# Extrait de page
◇ ◇ ◇ ◇
Anton Barichievich est né à Zagreb, au royaume des Serbes en 1925. On ne connaît pratiquement rien de son enfance, mais on sait qu’il avait une force surnaturelle. On raconte qu’à l’âge de 12 ans, il était capable de déraciner des arbres avec la seule force de ses bras.
Il arrive à Montréal grâce à un statut de réfugié à la fin de la Seconde Guerre mondiale. Barichievich est dans la jeune vingtaine et, comme la plupart des autres réfugiés, il ne possède rien à part son physique impressionnant. Il mesure 1,93 mètre, pèse plus de 225 kilos et chausse des souliers de pointure 28. Il attire l’attention de la communauté internationale, en 1952, en entrant dans le Livre Guinness des records parce qu’il réussit à tirer sur une voie ferrée un train de 433 tonnes sur une distance de près de 20 m. Quatre ans plus tard, le désormais Grand Antonio accomplit un autre exploit en tirant une voiture avec ses cheveux. L’homme fort se surpasse encore en 1960 et bat un autre record en tirant quatre autobus pleins de passagers sur la rue Sainte-Catherine. Le Grand Antonio, qui se proclame l’homme le plus fort du monde, sera aussi lutteur professionnel et prendra la vedette dans des films et des émissions de télévision. Au sommet de sa carrière, ce gentil géant à la barbe en bataille et aux cheveux longs attire l’attention et devient une supervedette connue internationalement.


Toutefois, au cours des années 90, il se marginalise et tombe tranquillement dans l’oubli. Puis, on le voit errer à Montréal. On le croise fréquemment dans les stations de métro de la ligne orange. Il déambule dans les rues du quartier Rosemont à toute heure du jour. Avec sa stature imposante, il ne passe jamais inaperçu, les gens le reconnaissent. Le Grand Antonio est une légende dans la métropole, mais il personnifie aussi la déchéance, celle d’une ancienne vedette métamorphosée en clochard. Il vend des cartes postales (photomontage) de ses vieux exploits pour ramasser quelques dollars. Dans les dernières années de sa vie, ses photos ont même commencé à attirer l’attention de la communauté artistique. Le Grand Antonio meurt en 2003 d’une crise cardiaque, à l’âge de 77 ans, seul, dans la plus grande indifférence, allongé sur un banc de parc de Montréal. Cet homme bien solitaire, sans famille connue et sans le sou, a été enterré décemment grâce à l’intervention de Jeunesse au Soleil.
◇ ◇ ◇ ◇
# Liste fournie
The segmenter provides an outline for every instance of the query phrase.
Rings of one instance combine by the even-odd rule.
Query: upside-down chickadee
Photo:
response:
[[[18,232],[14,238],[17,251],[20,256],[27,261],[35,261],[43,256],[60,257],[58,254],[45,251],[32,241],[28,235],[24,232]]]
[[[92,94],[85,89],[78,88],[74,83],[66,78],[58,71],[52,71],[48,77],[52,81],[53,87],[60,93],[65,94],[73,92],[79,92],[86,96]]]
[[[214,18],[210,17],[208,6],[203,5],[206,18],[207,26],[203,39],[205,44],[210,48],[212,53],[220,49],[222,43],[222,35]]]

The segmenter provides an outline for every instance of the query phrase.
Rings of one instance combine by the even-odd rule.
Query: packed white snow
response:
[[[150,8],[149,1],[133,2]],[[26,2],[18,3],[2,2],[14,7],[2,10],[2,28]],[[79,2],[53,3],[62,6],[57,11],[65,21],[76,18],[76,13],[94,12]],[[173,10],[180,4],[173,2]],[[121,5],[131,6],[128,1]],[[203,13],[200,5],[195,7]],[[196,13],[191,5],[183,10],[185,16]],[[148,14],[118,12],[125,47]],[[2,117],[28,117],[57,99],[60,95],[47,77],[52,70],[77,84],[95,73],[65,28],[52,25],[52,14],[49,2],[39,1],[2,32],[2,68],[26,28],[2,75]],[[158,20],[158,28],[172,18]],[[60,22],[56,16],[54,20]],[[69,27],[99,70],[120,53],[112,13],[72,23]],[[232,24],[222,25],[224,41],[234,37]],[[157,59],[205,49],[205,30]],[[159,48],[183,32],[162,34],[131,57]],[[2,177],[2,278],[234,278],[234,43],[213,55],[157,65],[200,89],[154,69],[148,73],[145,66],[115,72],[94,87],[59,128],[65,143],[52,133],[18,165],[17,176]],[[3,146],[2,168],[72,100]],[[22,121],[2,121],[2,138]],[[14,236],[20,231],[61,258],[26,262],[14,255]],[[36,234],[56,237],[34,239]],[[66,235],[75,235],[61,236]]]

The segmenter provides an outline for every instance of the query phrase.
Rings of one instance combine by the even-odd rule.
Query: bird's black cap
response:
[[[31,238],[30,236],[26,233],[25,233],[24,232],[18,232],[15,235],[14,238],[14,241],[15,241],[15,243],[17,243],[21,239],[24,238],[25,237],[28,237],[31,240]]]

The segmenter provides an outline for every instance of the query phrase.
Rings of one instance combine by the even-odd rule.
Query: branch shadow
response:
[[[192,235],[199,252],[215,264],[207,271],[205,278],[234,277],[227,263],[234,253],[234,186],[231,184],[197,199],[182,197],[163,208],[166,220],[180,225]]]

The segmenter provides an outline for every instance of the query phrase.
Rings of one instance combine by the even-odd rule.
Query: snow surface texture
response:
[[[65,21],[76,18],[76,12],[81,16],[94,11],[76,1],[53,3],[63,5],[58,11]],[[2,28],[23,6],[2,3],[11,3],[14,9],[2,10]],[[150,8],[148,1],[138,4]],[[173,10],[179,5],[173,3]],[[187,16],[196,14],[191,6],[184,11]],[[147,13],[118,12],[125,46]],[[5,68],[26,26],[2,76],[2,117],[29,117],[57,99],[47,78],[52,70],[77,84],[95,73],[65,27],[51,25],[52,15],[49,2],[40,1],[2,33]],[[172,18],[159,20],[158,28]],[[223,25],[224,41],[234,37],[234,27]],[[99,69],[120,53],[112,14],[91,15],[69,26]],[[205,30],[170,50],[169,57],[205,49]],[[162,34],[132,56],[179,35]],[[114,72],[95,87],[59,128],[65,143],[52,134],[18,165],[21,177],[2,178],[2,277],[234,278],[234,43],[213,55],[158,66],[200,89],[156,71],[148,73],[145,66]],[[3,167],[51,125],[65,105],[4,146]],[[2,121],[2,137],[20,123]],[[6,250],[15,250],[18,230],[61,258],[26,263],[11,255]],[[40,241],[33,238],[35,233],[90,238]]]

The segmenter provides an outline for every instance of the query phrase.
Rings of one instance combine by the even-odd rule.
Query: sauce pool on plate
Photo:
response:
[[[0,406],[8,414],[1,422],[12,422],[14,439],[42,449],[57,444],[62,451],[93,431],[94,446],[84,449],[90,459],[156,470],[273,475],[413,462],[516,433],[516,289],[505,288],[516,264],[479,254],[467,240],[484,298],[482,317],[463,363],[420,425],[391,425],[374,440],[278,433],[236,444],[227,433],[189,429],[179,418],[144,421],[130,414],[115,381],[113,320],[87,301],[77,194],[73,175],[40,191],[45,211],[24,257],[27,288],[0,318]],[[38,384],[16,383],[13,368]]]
◇ ◇ ◇ ◇
# Consignes
[a] D'après l'extrait sur le Grand Antonio, quel était le poids du train que Barichievich a tiré en 1952 ?
[b] Recopiez fidèlement un passage de l'extrait sur le Grand Antonio : commencez aux mots « Anton Barichievich est » et arrêtez-vous après « de ses bras. ».
Appuyez-vous exclusivement sur l'extrait pour répondre.

# Problèmes résolus
[a] Le train pesait 433 tonnes.

[b]
Anton Barichievich est né à Zagreb, au royaume des Serbes en 1925. On ne connaît pratiquement rien de son enfance, mais on sait qu’il avait une force surnaturelle. On raconte qu’à l’âge de 12 ans, il était capable de déraciner des arbres avec la seule force de ses bras.